» **Excerpted data**
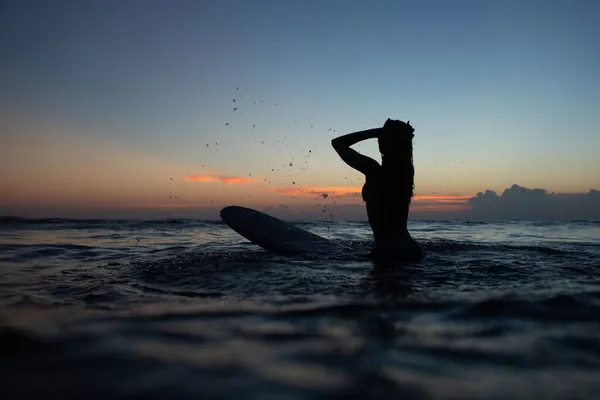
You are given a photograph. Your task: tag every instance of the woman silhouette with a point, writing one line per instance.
(388, 187)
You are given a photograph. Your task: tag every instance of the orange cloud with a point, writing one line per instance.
(312, 191)
(226, 179)
(200, 178)
(235, 179)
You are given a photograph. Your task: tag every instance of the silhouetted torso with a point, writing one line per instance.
(387, 201)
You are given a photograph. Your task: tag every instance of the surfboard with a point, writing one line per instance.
(273, 234)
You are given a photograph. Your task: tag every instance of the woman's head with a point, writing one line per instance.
(396, 138)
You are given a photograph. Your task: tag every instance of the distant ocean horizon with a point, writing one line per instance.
(190, 309)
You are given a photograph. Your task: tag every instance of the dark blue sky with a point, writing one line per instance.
(500, 92)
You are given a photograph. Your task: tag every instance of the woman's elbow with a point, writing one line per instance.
(335, 143)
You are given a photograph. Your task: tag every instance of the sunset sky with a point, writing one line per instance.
(178, 108)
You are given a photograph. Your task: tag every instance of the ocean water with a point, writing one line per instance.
(189, 309)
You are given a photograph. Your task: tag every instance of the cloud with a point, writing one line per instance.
(518, 202)
(317, 191)
(226, 179)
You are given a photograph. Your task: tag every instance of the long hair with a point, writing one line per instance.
(395, 146)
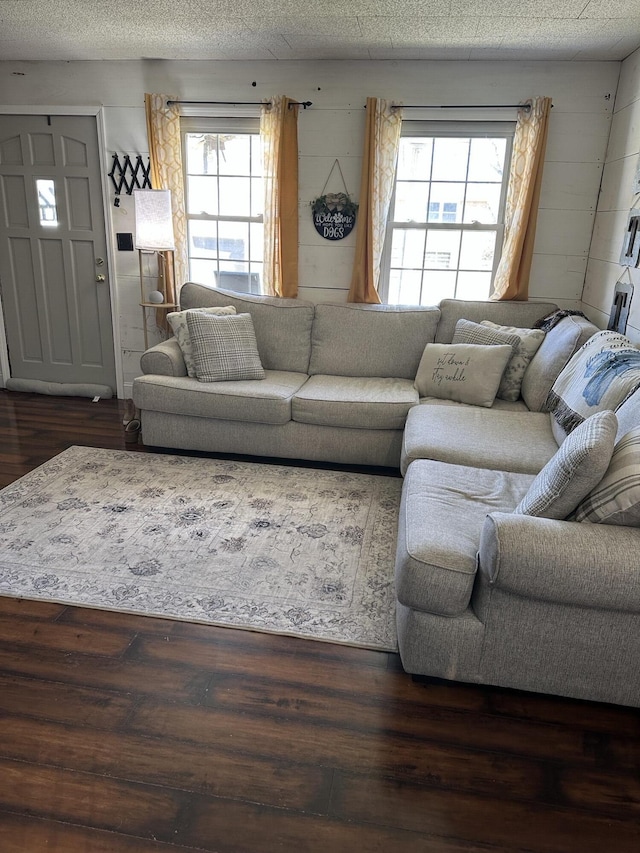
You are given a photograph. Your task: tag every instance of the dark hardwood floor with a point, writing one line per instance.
(125, 734)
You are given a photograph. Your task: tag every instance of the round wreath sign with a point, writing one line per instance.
(334, 215)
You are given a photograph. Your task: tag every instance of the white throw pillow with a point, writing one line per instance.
(466, 373)
(178, 322)
(600, 376)
(224, 347)
(529, 343)
(616, 498)
(578, 465)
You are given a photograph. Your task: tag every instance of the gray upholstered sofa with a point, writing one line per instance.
(485, 595)
(339, 378)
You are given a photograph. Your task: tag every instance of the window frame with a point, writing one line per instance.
(218, 124)
(462, 129)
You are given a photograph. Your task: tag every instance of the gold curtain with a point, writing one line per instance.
(279, 137)
(165, 154)
(379, 157)
(523, 196)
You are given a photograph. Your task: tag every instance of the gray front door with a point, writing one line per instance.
(54, 280)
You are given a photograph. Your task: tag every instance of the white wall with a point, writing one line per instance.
(583, 96)
(616, 200)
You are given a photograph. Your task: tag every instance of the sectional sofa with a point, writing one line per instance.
(487, 593)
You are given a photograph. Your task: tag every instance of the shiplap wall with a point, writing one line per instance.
(616, 200)
(583, 96)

» **Your goal**
What is needed is an exact repeat of the records, with every picture left out.

» **Written solution**
You are given a photograph. Your task: tag every instance of the woman silhouette with a point, writing one line per instance.
(388, 187)
You are given a photograph. Your task: tag every instance of the orange cloud with a point, writing one line per instance.
(312, 191)
(226, 179)
(200, 178)
(235, 179)
You are given a photograph. Your task: tag every instance of the silhouetted torso with a point, writing one line per instance.
(387, 201)
You are given a photograph. Your task: tag every instance of the surfboard with a point, writing one line per instance.
(273, 234)
You are given a photograph. Your task: tag every instance of the woman's head with a point, writing one line per instance.
(396, 138)
You are given a photograph. Your task: tag every instance of the distant ocean horizon with a point, writing one line per instance.
(190, 309)
You are given a photograph. Your task: tag every instance of the dark blue sky with a point, writing one line per instance.
(500, 92)
You are given a photograph. Your task: tag every instance of the woman's elbow with a point, writing one line per instance.
(335, 143)
You are given a photograph. Your task: tag every instance of the sunset sky with a point, writing one line per instance.
(178, 108)
You are given a photograph. Your task: tag every instance of the ocean water with a point, writing one line per instance.
(189, 309)
You are given a photograph. Your task: tag every instance of the cloud with a point, writing one line per instance.
(518, 202)
(317, 191)
(226, 179)
You are given a photograph. Your task: tag every instance of the long hair with a point, writing one line per instance.
(395, 146)
You are given a photograph. Your task: tag every instance of the dark hardwood floor with a point, writing one line per instance.
(125, 734)
You are given a photograph. Your task: tag every instance of the round wreath sign with a point, writing one line per instance.
(334, 215)
You are given a photograph. Your task: tag every instance of the white throw pillow with a point, writing one line per instance.
(466, 373)
(178, 322)
(600, 376)
(224, 347)
(529, 343)
(616, 498)
(578, 465)
You are given a photograph. Your task: tag every instance of the gray upholstered sofa with a point, writing one line per instance.
(485, 595)
(339, 378)
You are given a photograph. Your task: tag every instance of the window frame with a point, writing one line per instance.
(218, 124)
(462, 129)
You are given a photograph. Your task: tag every instance of the gold curtain with a point, writing one line per instance.
(279, 137)
(165, 154)
(379, 157)
(523, 196)
You are given a photograph. Your task: tag every instance of the gray front door with a point, writing one line per instance.
(54, 280)
You are given a photograph. Your task: tag every instance of the white wall with a point, writing one line per instance.
(583, 96)
(616, 200)
You are given a photograph. Your task: tag every instance of the sectional sofa with a point, writing one line per instance.
(487, 593)
You are given a photograph. Your task: tag every instance of the shiplap wall with a point, writing one line per instance.
(616, 200)
(583, 96)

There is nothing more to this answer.